- What you will do -
Copy out, word for word, everything in the items below from the line containing "the green grass" down to the line containing "column 303, row 909", including both of those lines.

----

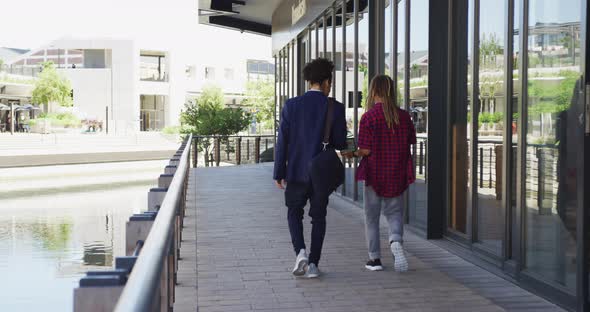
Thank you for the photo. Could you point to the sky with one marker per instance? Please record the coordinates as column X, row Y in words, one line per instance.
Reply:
column 32, row 23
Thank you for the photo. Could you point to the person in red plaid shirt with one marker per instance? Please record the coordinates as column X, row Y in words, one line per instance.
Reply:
column 386, row 133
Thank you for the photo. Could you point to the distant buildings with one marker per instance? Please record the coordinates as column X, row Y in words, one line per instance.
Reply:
column 132, row 88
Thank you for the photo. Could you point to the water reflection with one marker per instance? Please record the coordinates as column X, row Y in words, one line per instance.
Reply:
column 48, row 241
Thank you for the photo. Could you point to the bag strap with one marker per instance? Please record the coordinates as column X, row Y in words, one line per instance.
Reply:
column 328, row 123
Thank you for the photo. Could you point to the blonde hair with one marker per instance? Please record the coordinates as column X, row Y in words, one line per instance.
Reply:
column 383, row 86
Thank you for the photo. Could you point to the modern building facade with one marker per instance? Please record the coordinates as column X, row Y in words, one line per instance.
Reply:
column 130, row 86
column 498, row 90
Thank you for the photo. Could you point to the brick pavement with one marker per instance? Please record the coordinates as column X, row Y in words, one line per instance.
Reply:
column 244, row 257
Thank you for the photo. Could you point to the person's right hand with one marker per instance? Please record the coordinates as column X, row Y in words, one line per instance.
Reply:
column 280, row 184
column 347, row 154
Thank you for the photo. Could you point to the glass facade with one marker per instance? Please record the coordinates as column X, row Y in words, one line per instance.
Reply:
column 418, row 107
column 152, row 112
column 510, row 193
column 553, row 136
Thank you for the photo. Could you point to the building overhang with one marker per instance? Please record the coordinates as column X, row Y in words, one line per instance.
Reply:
column 284, row 20
column 252, row 16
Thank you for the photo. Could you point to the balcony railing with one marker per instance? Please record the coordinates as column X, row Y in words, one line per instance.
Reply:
column 145, row 279
column 233, row 150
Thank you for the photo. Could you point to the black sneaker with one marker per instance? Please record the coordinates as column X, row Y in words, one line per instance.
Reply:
column 374, row 265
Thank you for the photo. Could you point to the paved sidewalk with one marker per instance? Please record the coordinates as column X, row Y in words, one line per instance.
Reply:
column 244, row 257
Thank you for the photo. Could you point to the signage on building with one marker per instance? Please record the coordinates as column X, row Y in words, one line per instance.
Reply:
column 298, row 10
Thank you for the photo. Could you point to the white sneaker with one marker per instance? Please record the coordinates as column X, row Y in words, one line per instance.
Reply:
column 313, row 271
column 300, row 263
column 400, row 263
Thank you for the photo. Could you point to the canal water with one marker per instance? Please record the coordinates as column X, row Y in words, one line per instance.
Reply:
column 58, row 222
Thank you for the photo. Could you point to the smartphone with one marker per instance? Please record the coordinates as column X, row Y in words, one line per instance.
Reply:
column 350, row 145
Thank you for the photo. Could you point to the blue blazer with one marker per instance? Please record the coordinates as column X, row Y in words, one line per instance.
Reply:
column 301, row 133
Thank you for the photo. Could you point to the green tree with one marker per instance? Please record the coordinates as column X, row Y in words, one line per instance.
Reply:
column 489, row 48
column 260, row 96
column 208, row 116
column 52, row 87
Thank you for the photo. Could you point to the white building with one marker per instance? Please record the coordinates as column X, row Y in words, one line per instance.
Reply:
column 133, row 87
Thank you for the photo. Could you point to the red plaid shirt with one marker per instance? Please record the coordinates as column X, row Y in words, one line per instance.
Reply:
column 388, row 169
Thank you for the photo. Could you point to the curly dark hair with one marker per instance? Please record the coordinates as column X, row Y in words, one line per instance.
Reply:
column 318, row 70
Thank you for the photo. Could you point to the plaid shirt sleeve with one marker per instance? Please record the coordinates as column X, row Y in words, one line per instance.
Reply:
column 412, row 133
column 365, row 139
column 411, row 140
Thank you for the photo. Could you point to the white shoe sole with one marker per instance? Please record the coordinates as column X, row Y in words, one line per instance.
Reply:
column 312, row 275
column 299, row 269
column 374, row 268
column 400, row 263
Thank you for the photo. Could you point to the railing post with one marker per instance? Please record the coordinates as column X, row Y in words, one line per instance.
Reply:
column 414, row 158
column 195, row 152
column 217, row 151
column 238, row 151
column 257, row 150
column 247, row 149
column 498, row 164
column 480, row 167
column 491, row 164
column 421, row 169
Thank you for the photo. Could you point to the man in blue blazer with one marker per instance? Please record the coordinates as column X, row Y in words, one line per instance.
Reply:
column 299, row 140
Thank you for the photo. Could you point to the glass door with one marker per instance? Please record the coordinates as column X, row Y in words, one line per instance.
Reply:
column 488, row 111
column 553, row 141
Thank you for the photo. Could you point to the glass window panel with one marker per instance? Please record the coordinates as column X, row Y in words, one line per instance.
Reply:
column 329, row 37
column 321, row 38
column 388, row 37
column 401, row 48
column 460, row 136
column 515, row 114
column 419, row 108
column 363, row 78
column 349, row 69
column 314, row 43
column 490, row 223
column 553, row 136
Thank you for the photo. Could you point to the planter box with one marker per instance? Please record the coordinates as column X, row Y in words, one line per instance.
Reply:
column 42, row 126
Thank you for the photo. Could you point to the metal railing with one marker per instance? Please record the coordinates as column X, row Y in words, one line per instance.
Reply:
column 157, row 265
column 144, row 279
column 21, row 70
column 233, row 150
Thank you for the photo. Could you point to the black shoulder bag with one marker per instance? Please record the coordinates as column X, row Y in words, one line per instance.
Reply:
column 326, row 169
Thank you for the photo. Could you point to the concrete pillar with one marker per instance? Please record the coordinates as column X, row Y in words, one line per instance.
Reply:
column 170, row 169
column 164, row 180
column 156, row 197
column 137, row 229
column 98, row 293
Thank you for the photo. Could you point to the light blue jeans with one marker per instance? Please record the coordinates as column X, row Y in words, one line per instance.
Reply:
column 392, row 210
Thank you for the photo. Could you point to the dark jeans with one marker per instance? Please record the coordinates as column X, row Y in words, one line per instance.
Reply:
column 296, row 197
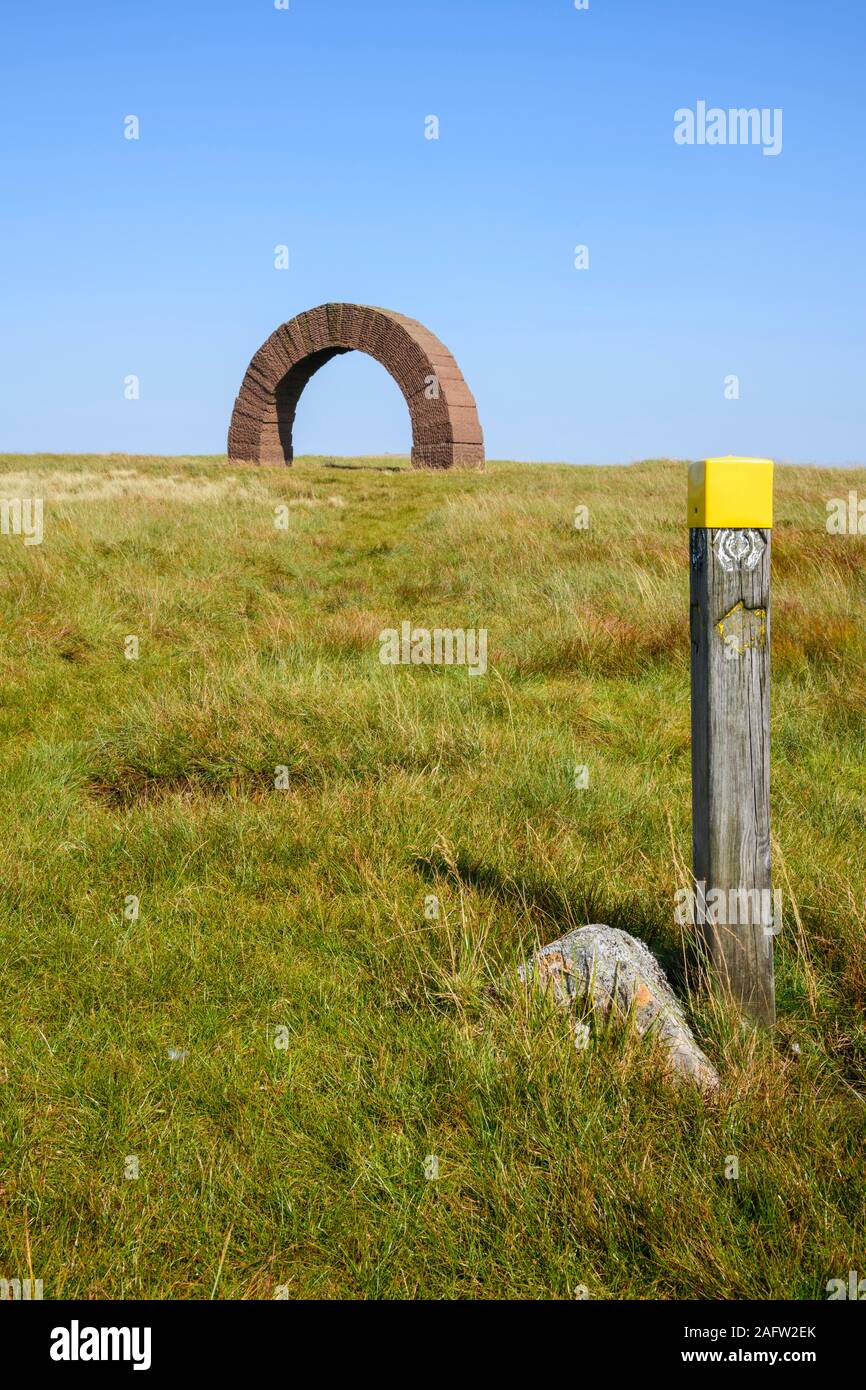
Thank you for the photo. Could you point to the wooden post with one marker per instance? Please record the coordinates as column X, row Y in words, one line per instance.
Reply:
column 730, row 516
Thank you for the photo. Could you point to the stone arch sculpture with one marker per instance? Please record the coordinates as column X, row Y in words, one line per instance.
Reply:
column 445, row 427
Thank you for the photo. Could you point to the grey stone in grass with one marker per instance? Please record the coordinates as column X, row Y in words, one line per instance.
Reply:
column 605, row 968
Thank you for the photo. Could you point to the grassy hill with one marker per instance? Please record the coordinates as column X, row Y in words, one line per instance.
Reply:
column 282, row 1039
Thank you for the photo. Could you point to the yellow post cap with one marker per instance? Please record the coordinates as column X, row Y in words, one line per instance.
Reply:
column 730, row 492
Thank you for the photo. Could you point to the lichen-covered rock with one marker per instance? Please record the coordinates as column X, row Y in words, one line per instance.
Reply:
column 605, row 968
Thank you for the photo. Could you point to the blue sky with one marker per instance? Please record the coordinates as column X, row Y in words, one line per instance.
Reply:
column 263, row 127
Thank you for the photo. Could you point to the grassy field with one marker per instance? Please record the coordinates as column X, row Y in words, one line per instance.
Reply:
column 281, row 1039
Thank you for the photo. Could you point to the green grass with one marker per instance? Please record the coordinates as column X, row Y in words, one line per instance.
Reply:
column 303, row 909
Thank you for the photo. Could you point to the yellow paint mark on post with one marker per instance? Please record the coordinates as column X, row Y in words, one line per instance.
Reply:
column 742, row 628
column 731, row 492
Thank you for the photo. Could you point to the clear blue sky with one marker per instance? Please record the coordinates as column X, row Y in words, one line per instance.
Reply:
column 306, row 127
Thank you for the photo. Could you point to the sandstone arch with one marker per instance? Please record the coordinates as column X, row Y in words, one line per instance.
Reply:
column 445, row 427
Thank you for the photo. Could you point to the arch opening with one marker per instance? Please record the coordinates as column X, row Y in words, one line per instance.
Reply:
column 445, row 427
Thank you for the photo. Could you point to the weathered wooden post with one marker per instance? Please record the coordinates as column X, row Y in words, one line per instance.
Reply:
column 730, row 516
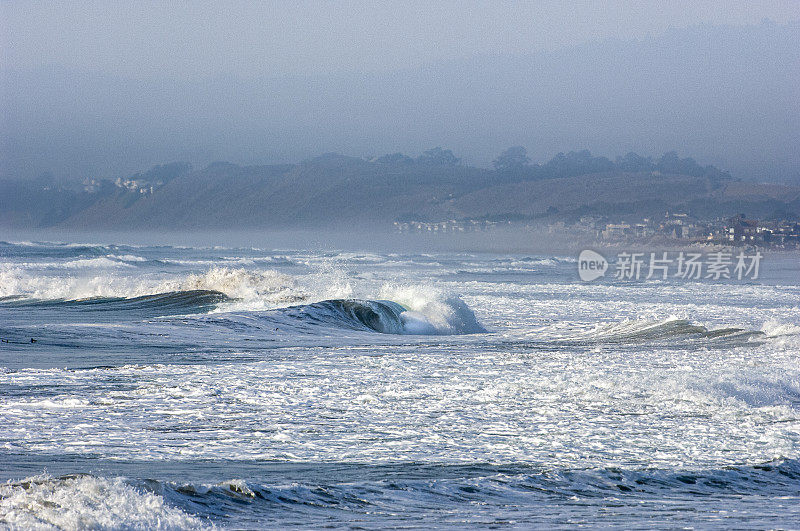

----

- The output -
Thank you for the photo. Could you point to the green grass with one marker per instance? Please record the coordinates as column X, row Y in words, one line per instance.
Reply:
column 303, row 909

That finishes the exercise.